Records from a data source:

- Opening Delimiter -

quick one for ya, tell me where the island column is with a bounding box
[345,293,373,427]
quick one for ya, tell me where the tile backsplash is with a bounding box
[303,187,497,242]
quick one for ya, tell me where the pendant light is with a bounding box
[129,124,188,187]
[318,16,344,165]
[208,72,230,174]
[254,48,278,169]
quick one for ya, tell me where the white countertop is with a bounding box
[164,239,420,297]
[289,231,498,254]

- Closing Delimiter -

◆ **TASK STATEMENT**:
Take the records and restate them word for word.

◆ **SOLUTION BELOW**:
quick one for ya, tell me where the island column is with a bounding box
[345,293,373,427]
quick one for ya, tell me where the tile backsplash is with a bounding box
[303,187,497,242]
quick one for ya, tell me where the pendant light is with a bounding box
[129,124,188,187]
[318,16,344,165]
[208,72,230,174]
[254,48,278,169]
quick one for ya, tell me where the white countertop is with a bounding box
[164,239,420,297]
[289,231,498,254]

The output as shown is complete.